Stated goal 1
Output the part of the passage on dry seasons and Neotropical birds that begins at the words "Brawn and his" and stops after "in the Neotropics?".
Stated goal 2
In the passage on dry seasons and Neotropical birds, what name is given to the business-as-usual climate scenario?
Stated goal 3
Please take the passage on dry seasons and Neotropical birds further, continuing from where it stops.

Supplied text
>> BEGIN

Brawn and his colleagues previously analyzed the impact of longer dry seasons on 20 bird species in Panama, finding significantly lower population growth rates in several species. Although that study leveraged a robust 30-year dataset, he knew 20 species were only a drop in the bucket. Would the pattern hold for all 3,000 resident forest-dwelling bird species in the Neotropics? 

Brawn teamed up with David Luther, associate professor in the College of Science at George Mason University, and others, including UCLA’s Rong Fu, to forecast how precipitation will change by the year 2100 in the Neotropics under two climate scenarios. The business-as-usual scenario, known as SSP-8.5, represents a pessimistic vision of the future with no carbon mitigation. The team also modeled the impacts of SSP-2.6, which reflects aggressive mitigation action and a rapid transition to a low-carbon economy. 

Because birds already experience greater physiological and behavioral stress during dry periods — more difficulty finding food, weight loss, delayed reproduction, and greater mortality — the team focused specifically on how SSP-8.5 and SSP-2.6 might lengthen or shorten that season throughout the region. 

“Precipitation changes could have a huge impact on these systems, especially with regard to biodiversity, but temperature has dominated the climate change landscape until recently,” Luther said. “Precipitation has been neglected for too long.”

Mapping predicted changes in dry season length across the Neotropical region — comprising Central America, the Caribbean, and South America — the team then layered on the distribution of some 3,000 forest bird species to understand how their ranges might overlap with these changes. 

“We were able to say where the dry season is going to get longer or shorter, and to what extent, and how many species currently living in those places will be affected. This included species that might be disproportionately affected because they don't live anywhere else,” Luther said. “As a last measure, we overlaid the global layer of world protected areas and looked at whether they are going to get a lot drier or wetter.”

>> END

(Items from a data source)
>> BEGIN

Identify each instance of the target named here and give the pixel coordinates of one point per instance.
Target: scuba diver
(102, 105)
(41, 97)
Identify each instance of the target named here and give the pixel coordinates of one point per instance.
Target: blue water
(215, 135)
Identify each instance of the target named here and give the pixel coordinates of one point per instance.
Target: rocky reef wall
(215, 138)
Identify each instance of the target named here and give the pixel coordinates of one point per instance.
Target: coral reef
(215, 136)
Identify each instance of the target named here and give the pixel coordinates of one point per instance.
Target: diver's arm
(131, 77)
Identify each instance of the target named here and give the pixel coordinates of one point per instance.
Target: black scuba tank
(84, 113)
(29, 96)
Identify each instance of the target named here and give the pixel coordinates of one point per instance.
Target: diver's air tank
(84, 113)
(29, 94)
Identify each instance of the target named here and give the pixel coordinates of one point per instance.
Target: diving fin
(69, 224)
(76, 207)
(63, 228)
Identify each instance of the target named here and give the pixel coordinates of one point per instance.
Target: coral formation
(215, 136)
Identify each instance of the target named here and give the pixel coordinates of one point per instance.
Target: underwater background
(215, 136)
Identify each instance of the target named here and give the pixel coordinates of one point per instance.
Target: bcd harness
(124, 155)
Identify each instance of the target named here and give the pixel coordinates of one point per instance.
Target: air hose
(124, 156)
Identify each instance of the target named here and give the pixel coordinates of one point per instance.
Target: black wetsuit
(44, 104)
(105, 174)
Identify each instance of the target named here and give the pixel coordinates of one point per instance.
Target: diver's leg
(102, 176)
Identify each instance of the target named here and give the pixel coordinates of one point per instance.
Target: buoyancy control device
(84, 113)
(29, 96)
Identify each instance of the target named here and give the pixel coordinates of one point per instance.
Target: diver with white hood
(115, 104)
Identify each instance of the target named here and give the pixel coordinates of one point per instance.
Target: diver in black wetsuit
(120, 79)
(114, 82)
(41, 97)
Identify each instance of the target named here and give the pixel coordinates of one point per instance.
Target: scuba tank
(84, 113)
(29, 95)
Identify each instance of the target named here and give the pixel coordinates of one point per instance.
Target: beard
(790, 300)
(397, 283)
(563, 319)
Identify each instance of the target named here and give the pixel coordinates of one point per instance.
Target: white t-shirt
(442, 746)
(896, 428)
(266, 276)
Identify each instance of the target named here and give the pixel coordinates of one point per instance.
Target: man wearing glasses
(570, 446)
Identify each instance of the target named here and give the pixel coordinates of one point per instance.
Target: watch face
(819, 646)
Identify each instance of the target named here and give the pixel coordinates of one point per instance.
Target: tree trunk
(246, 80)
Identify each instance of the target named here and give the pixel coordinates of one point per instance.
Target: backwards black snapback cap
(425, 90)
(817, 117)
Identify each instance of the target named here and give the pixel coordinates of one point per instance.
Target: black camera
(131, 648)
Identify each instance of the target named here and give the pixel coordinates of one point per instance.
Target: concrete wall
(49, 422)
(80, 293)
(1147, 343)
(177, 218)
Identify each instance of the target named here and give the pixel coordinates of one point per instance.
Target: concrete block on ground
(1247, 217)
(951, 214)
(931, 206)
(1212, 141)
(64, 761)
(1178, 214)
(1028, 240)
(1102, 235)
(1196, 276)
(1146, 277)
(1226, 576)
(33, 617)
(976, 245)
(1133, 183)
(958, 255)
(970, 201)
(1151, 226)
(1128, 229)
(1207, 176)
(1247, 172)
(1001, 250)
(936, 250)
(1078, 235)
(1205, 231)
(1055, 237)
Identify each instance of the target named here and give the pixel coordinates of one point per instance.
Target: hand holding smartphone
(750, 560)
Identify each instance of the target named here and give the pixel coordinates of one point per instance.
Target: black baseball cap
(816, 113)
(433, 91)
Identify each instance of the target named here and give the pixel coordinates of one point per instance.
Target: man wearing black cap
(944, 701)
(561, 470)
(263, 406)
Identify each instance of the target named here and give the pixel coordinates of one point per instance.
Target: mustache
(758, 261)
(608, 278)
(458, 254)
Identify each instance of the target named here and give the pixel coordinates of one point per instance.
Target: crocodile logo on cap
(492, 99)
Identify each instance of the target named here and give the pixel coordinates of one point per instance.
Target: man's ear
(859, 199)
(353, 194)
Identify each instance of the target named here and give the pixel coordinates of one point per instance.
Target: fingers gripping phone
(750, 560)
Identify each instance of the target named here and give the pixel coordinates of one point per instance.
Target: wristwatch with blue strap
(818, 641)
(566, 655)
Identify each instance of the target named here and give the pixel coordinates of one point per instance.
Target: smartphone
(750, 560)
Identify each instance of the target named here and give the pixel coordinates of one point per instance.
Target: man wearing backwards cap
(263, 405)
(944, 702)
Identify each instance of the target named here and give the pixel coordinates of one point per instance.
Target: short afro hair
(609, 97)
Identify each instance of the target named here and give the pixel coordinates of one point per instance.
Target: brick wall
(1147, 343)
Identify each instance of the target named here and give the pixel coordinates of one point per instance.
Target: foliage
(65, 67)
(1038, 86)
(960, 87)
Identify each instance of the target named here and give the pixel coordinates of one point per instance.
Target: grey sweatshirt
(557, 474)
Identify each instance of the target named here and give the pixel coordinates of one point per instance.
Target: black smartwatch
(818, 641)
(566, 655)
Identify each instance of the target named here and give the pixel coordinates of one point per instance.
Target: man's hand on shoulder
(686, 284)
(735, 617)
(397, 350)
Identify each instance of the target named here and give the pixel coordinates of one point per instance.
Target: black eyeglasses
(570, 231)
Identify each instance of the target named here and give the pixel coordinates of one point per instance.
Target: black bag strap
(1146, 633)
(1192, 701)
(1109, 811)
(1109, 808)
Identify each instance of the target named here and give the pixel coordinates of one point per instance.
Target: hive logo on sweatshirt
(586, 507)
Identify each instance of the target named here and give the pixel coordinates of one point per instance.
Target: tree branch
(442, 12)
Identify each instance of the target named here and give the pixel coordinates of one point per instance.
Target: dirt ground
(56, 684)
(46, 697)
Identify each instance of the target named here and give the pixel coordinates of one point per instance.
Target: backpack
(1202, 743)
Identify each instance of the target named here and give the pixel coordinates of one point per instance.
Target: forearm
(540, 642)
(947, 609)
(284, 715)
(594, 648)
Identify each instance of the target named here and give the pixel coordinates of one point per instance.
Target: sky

>> END

Written reply 1
Brawn and his colleagues previously analyzed the impact of longer dry seasons on 20 bird species in Panama, finding significantly lower population growth rates in several species. Although that study leveraged a robust 30-year dataset, he knew 20 species were only a drop in the bucket. Would the pattern hold for all 3,000 resident forest-dwelling bird species in the Neotropics?

Written reply 2
SSP-8.5

Written reply 3
The SSP-8.5 analysis projected that the dry season will lengthen by at least 5% across three-quarters of Neotropical lowland forests. Those conditions will impact nearly 2,000 species of resident birds, according to the results. In stark contrast, only 10% of lowland forests will get drier under the more optimistic scenario, with just 90 bird species exposed to longer dry seasons. 

Longer dry seasons could make it harder for birds to access food resources, reproduce, and survive, but fewer rainy days could also have major implications for tropical ecosystems and species distributions on a more fundamental level.

“Think of a closed canopy rainforest. If it gets too dry, there's going to be a threshold where it’ll open up and become a savannah,” Brawn said. “A lot of the forest birds won't do well in savannahs, but the savannah birds will do better. And it’s possible some closed-canopy forest species may do better in an open forest. We don’t know how it will all play out.”

The maps highlight which areas will be hardest hit under both scenarios, but Luther says there’s another way to interpret the maps.

“An equally important way to look at this is to focus on places that are more stable into the future. If we're going to plan future conservation efforts, we should put extra effort into those areas because they're less likely to dry out. This will be especially important for prioritizing existing protected areas and potentially establishing new ones,” he said. “Hopefully conservation organizations will pay attention to this.”

The researchers hope the minimal predicted impacts under SSP-2.6 will motivate and expedite action by policymakers, but climate policy is only one piece of the puzzle.

“If anything, we're painting a rosy picture in this paper because we're not accounting for deforestation at all. If there's fewer trees, it's hotter and drier,” Brawn said. “Unfortunately, thousands of hectares of tropical forest disappear every year, so the situation is actually more worrisome.”

Luther adds, “The good news is these are all things we can solve, if we choose to. We can do the right thing.”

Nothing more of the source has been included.